Os autores recordam que, nos últimos anos, Portugal e Espanha enfrentaram crises financeiras e processos de ajustamento semelhantes e que os preços da habitação em ambos os países registaram contração, embora com magnitude diferente. Assim, entre a crise financeira de 2008 e 2013, os preços caíram, em média (em termos reais), 4% ao ano em Portugal e mais de 8% em Espanha.
De 2014 a 2023, os preços da habitação registaram uma recuperação que atingiu um crescimento médio anual de 6% em Portugal e menos de 3% em Espanha.
"O crescimento dos preços da habitação em Portugal é, na maior parte do período considerado, impulsionado pelas forças da procura, sendo a oferta incapaz de contrabalançar este efeito. No caso espanhol, esta pressão da procura é atenuada pelo contributo da oferta, em particular no período pré-pandémico".

**DADOS DISPONÍVEIS:**
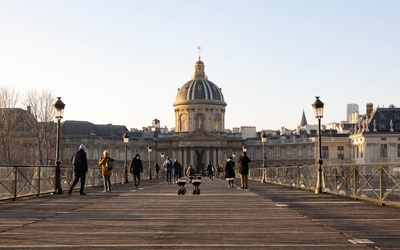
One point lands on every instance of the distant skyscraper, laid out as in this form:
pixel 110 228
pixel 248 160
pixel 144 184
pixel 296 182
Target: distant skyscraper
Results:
pixel 351 107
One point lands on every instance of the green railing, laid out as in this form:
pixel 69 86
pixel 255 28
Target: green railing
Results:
pixel 18 181
pixel 373 182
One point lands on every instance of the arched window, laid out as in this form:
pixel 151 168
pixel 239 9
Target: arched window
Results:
pixel 217 123
pixel 199 121
pixel 183 126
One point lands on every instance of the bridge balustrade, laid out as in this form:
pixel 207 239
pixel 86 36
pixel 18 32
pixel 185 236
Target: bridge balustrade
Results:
pixel 18 181
pixel 373 182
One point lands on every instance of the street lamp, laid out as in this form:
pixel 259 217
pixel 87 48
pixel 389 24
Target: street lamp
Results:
pixel 149 150
pixel 59 109
pixel 162 162
pixel 263 140
pixel 126 141
pixel 318 107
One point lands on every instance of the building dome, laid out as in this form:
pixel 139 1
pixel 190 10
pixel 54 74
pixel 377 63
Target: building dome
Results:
pixel 199 89
pixel 199 104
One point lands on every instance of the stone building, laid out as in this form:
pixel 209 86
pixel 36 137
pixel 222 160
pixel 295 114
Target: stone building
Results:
pixel 376 137
pixel 200 136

**INSTRUÇÕES:**
1/ Pode transcrever, sem qualquer alteração, a passagem do excerto de "Os autores recordam" a "3% em Espanha."?
2/ Como fica em forma de lista o parágrafo do excerto que começa por "Os autores recordam que", mantendo os factos principais?

**RESPOSTAS POR TAREFA:**
1/
Os autores recordam que, nos últimos anos, Portugal e Espanha enfrentaram crises financeiras e processos de ajustamento semelhantes e que os preços da habitação em ambos os países registaram contração, embora com magnitude diferente. Assim, entre a crise financeira de 2008 e 2013, os preços caíram, em média (em termos reais), 4% ao ano em Portugal e mais de 8% em Espanha.
De 2014 a 2023, os preços da habitação registaram uma recuperação que atingiu um crescimento médio anual de 6% em Portugal e menos de 3% em Espanha.

2/
- Portugal e Espanha enfrentaram crises financeiras e processos de ajustamento semelhantes.
- Os preços da habitação contraíram nos dois países, com magnitude diferente.
- Entre 2008 e 2013, os preços caíram em média, em termos reais, 4% ao ano em Portugal e mais de 8% em Espanha.